* [Exercise description]:
In the comment on grad school, where is the job held by the person who hates his job?

Miss Self-Important said...

(cont. 2)

In your scenario, grad school is the immediate go-to solution for unemployment or job dissatisfaction, and this suggests to me that you're not really weighing the two options--working vs. grad school--as equally as you claim. The working world is varied, and if the two options were really equally weighted, someone who hates his job at a nonprofit should consider switching to another field as seriously as going to grad school, since both could offer financial and intellectual perks. But in your calculus, for some reason, he doesn't. Because he doesn't have a math background or some other technical prerequisite, he concludes that the labor market is either closed to him or has only dull or insufficiently high-paying options for him. Grad school turns out to be a surefire solution to dissatisfaction with the work and colleagues a humanities-oriented person inevitably encounter in the real world (except again, the inexplicably lucky few). Ergo, for the subset people who can't get the kinds of jobs requiring quant skills, there is almost nothing as interesting or worthwhile as academia. This is reinforced by your subsequent claim that, even if you don't get an academic job, the time in grad school is still a secure hiatus from the boring or low-paying jobs that your humanities-orientation condemns you to. This suggests that grad school is good for you, since it's evidently not good for your career. Your formulation of the "good for you" part is less moralizing than the ones that are based on vague theories of self-actualization--you seem to mean only that it's good as a respite from drudgery. Still, is that what you want to mean?

Entries on locating named things:
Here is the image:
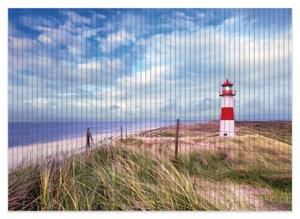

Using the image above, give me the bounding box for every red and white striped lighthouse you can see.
[220,79,235,137]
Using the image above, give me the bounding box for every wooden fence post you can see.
[86,128,91,149]
[175,119,179,159]
[86,128,94,149]
[121,125,123,141]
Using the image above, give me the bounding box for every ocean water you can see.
[8,121,175,147]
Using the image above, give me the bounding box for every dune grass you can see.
[9,141,291,210]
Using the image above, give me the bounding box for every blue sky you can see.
[8,9,292,121]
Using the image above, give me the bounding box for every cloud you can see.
[100,30,136,53]
[9,9,292,120]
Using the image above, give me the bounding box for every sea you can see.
[8,121,176,147]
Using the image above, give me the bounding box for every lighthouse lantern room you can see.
[220,79,235,137]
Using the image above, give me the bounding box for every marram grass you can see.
[9,147,291,211]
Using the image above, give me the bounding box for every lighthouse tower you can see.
[220,79,235,137]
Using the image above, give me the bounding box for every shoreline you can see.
[8,121,291,170]
[7,126,162,170]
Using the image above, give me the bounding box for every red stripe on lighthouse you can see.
[221,107,234,120]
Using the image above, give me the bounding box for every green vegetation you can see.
[9,145,291,210]
[9,122,292,210]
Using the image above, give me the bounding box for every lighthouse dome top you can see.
[222,78,233,87]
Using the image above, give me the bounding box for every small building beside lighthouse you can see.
[220,79,235,137]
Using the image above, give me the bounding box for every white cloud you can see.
[100,30,136,53]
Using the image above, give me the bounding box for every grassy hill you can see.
[9,122,292,210]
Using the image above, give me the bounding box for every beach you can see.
[8,121,290,169]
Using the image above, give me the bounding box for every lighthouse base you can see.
[220,120,234,137]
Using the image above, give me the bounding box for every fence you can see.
[8,9,292,210]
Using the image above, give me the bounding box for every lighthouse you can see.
[220,79,235,137]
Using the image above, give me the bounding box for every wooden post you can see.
[175,119,179,159]
[121,125,123,141]
[86,128,91,149]
[86,128,94,149]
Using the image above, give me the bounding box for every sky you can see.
[8,9,292,121]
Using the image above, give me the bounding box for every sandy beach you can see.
[8,133,119,169]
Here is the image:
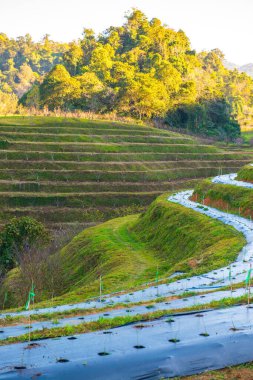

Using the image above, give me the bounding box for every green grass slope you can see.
[0,116,253,235]
[2,195,245,306]
[237,165,253,182]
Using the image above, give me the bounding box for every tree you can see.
[40,65,80,110]
[120,74,169,119]
[0,217,49,272]
[0,91,18,115]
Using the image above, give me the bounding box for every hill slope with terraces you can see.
[0,117,253,235]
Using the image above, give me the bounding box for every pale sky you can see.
[0,0,253,64]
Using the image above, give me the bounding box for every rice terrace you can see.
[0,0,253,380]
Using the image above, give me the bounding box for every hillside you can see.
[0,117,253,236]
[223,60,253,77]
[1,194,245,306]
[0,9,253,141]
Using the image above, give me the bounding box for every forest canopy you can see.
[0,9,253,139]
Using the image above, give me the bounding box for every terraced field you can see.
[0,117,253,235]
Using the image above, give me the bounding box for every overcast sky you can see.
[0,0,253,64]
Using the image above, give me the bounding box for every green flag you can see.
[25,284,35,310]
[245,268,252,285]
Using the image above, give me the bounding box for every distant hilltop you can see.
[224,60,253,78]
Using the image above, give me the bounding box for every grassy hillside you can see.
[193,179,253,218]
[2,195,245,306]
[0,117,253,235]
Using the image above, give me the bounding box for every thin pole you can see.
[99,275,102,302]
[229,265,233,294]
[248,264,251,305]
[156,265,159,297]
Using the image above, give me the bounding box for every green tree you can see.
[0,217,49,272]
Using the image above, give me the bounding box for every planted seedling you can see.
[14,365,26,370]
[52,319,60,325]
[169,338,180,343]
[25,343,40,350]
[165,318,175,323]
[146,305,155,309]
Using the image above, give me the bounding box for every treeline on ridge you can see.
[0,9,253,139]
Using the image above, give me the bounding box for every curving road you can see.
[0,174,253,380]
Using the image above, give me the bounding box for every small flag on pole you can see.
[245,268,252,285]
[228,267,232,281]
[25,284,35,310]
[155,265,159,282]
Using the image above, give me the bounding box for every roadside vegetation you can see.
[2,195,245,307]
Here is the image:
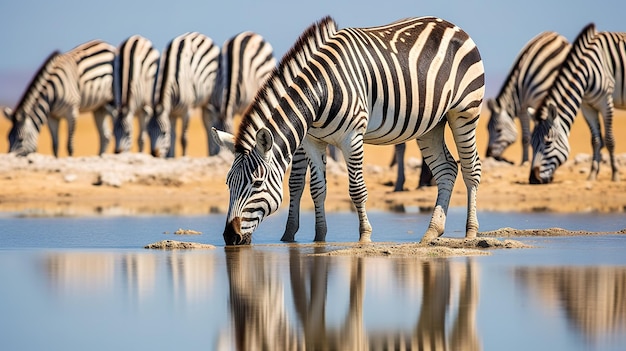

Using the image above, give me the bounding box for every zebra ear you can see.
[256,127,274,160]
[142,105,153,116]
[2,107,13,120]
[487,99,500,113]
[211,127,235,153]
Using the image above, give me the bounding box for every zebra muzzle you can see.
[224,217,252,245]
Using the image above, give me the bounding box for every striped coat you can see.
[214,17,484,244]
[529,24,626,184]
[5,40,116,156]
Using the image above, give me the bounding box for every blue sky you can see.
[0,0,626,106]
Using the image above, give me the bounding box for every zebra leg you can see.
[180,112,190,156]
[48,117,61,157]
[393,143,406,191]
[602,99,619,182]
[303,138,330,241]
[202,106,221,156]
[417,157,433,189]
[417,119,458,242]
[518,108,530,165]
[165,115,176,157]
[280,147,309,242]
[341,134,372,242]
[67,108,78,156]
[93,107,112,155]
[580,103,602,180]
[448,113,482,238]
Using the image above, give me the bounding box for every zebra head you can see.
[4,107,39,156]
[529,103,569,184]
[486,99,517,161]
[212,128,284,245]
[148,104,172,157]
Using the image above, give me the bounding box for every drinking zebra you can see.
[5,40,115,156]
[148,32,219,157]
[529,23,626,184]
[213,17,484,245]
[209,32,276,155]
[486,32,570,164]
[113,35,159,153]
[213,16,337,241]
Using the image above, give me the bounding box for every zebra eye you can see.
[252,178,264,188]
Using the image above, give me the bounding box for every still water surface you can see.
[0,209,626,350]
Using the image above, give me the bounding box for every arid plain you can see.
[0,109,626,220]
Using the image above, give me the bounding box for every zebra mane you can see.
[13,50,61,120]
[235,16,337,152]
[536,23,597,125]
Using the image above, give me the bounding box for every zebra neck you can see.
[24,89,52,132]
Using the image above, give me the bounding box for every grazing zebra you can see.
[213,16,337,241]
[209,32,276,155]
[529,24,626,184]
[113,35,159,153]
[5,40,115,156]
[148,32,219,157]
[213,17,484,245]
[486,32,570,164]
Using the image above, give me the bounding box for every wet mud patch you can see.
[478,227,626,238]
[144,240,215,250]
[311,238,532,258]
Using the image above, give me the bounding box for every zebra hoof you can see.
[359,233,372,243]
[465,229,478,239]
[420,228,443,243]
[280,234,296,243]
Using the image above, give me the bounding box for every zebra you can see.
[148,32,220,157]
[213,16,337,242]
[209,31,276,155]
[113,35,159,153]
[486,31,570,164]
[213,17,485,245]
[4,39,116,157]
[529,23,626,184]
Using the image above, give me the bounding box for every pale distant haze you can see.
[0,0,626,106]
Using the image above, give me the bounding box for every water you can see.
[0,209,626,350]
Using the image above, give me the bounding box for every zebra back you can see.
[10,40,115,155]
[148,32,219,157]
[4,50,61,122]
[216,32,276,133]
[154,32,219,113]
[56,39,117,111]
[235,16,337,150]
[113,35,159,153]
[113,35,159,115]
[223,17,484,245]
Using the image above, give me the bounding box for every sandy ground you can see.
[0,111,626,215]
[0,111,626,253]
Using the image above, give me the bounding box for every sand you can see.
[0,111,626,257]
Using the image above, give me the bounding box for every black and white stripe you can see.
[529,24,626,184]
[214,17,484,244]
[486,32,570,163]
[209,31,276,155]
[113,35,159,153]
[5,40,115,156]
[148,32,219,157]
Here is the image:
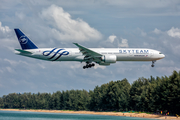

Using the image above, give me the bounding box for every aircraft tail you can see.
[14,29,38,50]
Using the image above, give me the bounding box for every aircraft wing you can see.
[73,43,103,62]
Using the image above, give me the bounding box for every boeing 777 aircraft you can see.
[14,29,165,69]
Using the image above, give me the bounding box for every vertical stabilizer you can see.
[14,29,38,50]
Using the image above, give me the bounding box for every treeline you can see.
[0,71,180,115]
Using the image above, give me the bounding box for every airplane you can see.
[14,29,165,69]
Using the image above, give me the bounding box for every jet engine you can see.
[101,55,116,63]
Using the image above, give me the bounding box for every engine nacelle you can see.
[101,55,116,63]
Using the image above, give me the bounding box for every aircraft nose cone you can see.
[162,54,165,58]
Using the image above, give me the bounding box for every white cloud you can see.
[153,28,162,34]
[41,5,102,41]
[167,27,180,38]
[15,12,25,20]
[107,35,117,43]
[119,38,129,47]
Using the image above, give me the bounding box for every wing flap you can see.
[73,43,103,58]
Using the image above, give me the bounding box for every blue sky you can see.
[0,0,180,96]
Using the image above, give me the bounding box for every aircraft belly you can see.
[117,55,155,61]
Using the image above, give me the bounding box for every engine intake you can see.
[101,55,116,63]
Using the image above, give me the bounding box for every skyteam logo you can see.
[19,36,28,44]
[43,48,69,61]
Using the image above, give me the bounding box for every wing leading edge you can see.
[73,43,103,64]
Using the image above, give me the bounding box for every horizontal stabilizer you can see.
[15,49,32,54]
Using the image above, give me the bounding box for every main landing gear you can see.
[151,60,156,67]
[83,63,95,69]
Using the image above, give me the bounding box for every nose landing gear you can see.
[83,63,95,69]
[151,60,156,67]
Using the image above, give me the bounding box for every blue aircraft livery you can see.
[14,29,165,69]
[43,48,69,61]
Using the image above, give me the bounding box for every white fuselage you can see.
[15,48,165,62]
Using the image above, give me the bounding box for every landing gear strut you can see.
[151,60,156,67]
[83,62,95,69]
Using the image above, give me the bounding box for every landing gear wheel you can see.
[83,63,95,69]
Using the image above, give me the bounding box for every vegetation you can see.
[0,71,180,115]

* [Exercise response]:
At a nonprofit.